**Task objective:**
Go through the entries below and retype them exactly, omitting each picture.

(Entries from a dataset)
----------

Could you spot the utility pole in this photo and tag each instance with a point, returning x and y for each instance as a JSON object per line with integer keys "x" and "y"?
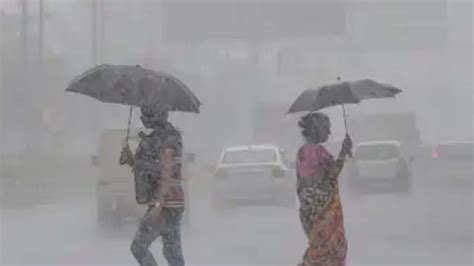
{"x": 24, "y": 36}
{"x": 41, "y": 34}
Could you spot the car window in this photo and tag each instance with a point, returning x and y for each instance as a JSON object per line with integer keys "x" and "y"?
{"x": 377, "y": 152}
{"x": 457, "y": 151}
{"x": 249, "y": 156}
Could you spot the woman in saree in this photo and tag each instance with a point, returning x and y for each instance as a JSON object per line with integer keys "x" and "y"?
{"x": 318, "y": 193}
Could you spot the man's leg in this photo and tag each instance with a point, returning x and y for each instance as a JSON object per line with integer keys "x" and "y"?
{"x": 171, "y": 236}
{"x": 147, "y": 232}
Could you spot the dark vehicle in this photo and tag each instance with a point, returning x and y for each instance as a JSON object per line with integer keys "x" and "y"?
{"x": 453, "y": 163}
{"x": 249, "y": 175}
{"x": 379, "y": 167}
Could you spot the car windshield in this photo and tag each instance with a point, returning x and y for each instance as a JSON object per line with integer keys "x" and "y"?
{"x": 249, "y": 156}
{"x": 377, "y": 152}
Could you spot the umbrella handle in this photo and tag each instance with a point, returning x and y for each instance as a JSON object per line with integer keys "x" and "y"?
{"x": 345, "y": 125}
{"x": 129, "y": 124}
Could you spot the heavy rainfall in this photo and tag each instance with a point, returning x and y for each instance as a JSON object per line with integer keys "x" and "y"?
{"x": 261, "y": 184}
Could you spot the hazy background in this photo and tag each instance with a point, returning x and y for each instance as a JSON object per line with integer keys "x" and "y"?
{"x": 237, "y": 56}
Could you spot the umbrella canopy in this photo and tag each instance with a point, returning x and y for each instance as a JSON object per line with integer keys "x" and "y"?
{"x": 341, "y": 93}
{"x": 135, "y": 86}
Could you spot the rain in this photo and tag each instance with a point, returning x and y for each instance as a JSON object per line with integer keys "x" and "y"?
{"x": 406, "y": 185}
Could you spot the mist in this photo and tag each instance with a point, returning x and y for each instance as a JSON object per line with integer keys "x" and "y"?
{"x": 247, "y": 61}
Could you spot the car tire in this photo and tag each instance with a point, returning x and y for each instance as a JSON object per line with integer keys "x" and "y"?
{"x": 405, "y": 179}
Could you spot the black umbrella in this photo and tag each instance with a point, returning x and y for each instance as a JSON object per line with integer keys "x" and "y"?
{"x": 341, "y": 93}
{"x": 135, "y": 86}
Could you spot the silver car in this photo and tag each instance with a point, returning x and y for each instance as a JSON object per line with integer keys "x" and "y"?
{"x": 254, "y": 174}
{"x": 379, "y": 166}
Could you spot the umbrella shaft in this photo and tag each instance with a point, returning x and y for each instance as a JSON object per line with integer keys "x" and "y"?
{"x": 129, "y": 123}
{"x": 345, "y": 117}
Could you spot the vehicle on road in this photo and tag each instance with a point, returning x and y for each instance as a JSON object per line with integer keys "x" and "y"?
{"x": 253, "y": 175}
{"x": 115, "y": 187}
{"x": 453, "y": 163}
{"x": 379, "y": 167}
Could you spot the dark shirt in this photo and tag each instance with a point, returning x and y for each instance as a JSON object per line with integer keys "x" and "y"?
{"x": 147, "y": 161}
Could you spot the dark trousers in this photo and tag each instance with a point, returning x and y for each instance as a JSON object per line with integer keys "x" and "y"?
{"x": 168, "y": 228}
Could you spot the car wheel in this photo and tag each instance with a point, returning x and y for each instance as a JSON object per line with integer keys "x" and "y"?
{"x": 405, "y": 179}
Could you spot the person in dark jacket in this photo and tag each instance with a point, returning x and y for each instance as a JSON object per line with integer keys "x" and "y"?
{"x": 156, "y": 166}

----------

**Answer to the task:**
Could you spot the utility pole in this photo and tag each instance with a point, returning x and y for each instance as a JSON object per line with integer keys "x" and "y"?
{"x": 24, "y": 36}
{"x": 41, "y": 34}
Could you spot the car window in this photo and tag each instance with a point, returning x and y for each instance as a JSON object per line with integer keys "x" and "y"?
{"x": 377, "y": 152}
{"x": 457, "y": 151}
{"x": 249, "y": 156}
Could you spot the woman in saree in this photo and tag each instance with a point, returning x and y for each instance as a JSON object per line with integer keys "x" and "y"?
{"x": 318, "y": 193}
Could you spot the man's leg in this photo and tag each instance with a point, returning x and y for each instance as a JSON object per line with integer keys "x" and "y"?
{"x": 171, "y": 236}
{"x": 147, "y": 232}
Could you spot the dark vehicle in this photo and tag each instance with a point, returning x and y for each instance as a JSON object per line with integer keys "x" and "y"?
{"x": 453, "y": 163}
{"x": 249, "y": 175}
{"x": 379, "y": 167}
Could you spot the car windshield in this photo and tag each instance with a point, returning x and y for each instance as a JSON object per line with integer keys "x" and "y"?
{"x": 249, "y": 156}
{"x": 377, "y": 152}
Could you spot the umbrella handle in this photo and tag each instance with a point, returning x and y for each instance as a JSON object per line with integer keys "x" and "y"?
{"x": 345, "y": 125}
{"x": 129, "y": 124}
Could you spot the heavy rainfall in this photo and tag each instance with a point, returning x and y for each instance as a JSON object per line with integer keys "x" and "y"?
{"x": 261, "y": 184}
Could you spot the hazy background in this photo and tag each instance with a point, returning x and y for each instance as a JSON object per line with integer keys "x" and "y"?
{"x": 237, "y": 56}
Could you spot the umbrella canopy in this photo and tag each instance with a point, returning x and y for each instance as a JSON object per line with integer keys "x" and "y"?
{"x": 341, "y": 93}
{"x": 135, "y": 86}
Could you spot the rain in this photo and tag each instance with a point, returning x and y for each instance as a JSON object per line with integer keys "x" and "y"?
{"x": 406, "y": 185}
Could you spot the mist in this photo and tag each instance with a point, returning x and y for each instance as a JSON object per line with integer keys "x" and "y"?
{"x": 247, "y": 61}
Could you spot the car tire in this photo and tag each instance with a point, returning x and y for each instance as a JSON object per line with integer keys "x" and "y"?
{"x": 405, "y": 179}
Could you spot the black umbrella in this photo and tag each instance with a point, returning x and y for each instance as a JSON object per line with integer keys "x" and "y"?
{"x": 341, "y": 93}
{"x": 135, "y": 86}
Could you spot the silver car in this photo and tag each instance with a point, returning x and y for each instance as a JSON object per line with integer keys "x" and "y"?
{"x": 254, "y": 174}
{"x": 379, "y": 166}
Could you spot the umbrella shaft in this photo and tag each instance with a point, returning x and y for each instance as a JSON object per line with integer keys "x" and "y"?
{"x": 129, "y": 123}
{"x": 345, "y": 117}
Could you spot the vehicle on road in this photo and tag each instance with a point, returning x and y for each instance as a JSON object per line with integer keys "x" and "y"?
{"x": 253, "y": 175}
{"x": 115, "y": 187}
{"x": 453, "y": 163}
{"x": 379, "y": 167}
Could you spot the dark shirt in this photo and tag each instance with a point, returning x and y for each instance as a JSON object per line with integer keys "x" and "y"?
{"x": 147, "y": 161}
Could you spot the dark trousers in this photo and tag each instance with a point, returning x and y for each instance as a JSON object per line with integer keys "x" and "y"?
{"x": 168, "y": 228}
Could you spot the car wheel in this photo and tag each instance with a point, returning x and y for each instance as a JSON object per line with integer keys "x" and "y"?
{"x": 405, "y": 179}
Could you spot the person in dark jacket in this photo and tag each instance with a point, returning x and y for each instance as a JSON object per line with integer keys "x" and "y"?
{"x": 156, "y": 166}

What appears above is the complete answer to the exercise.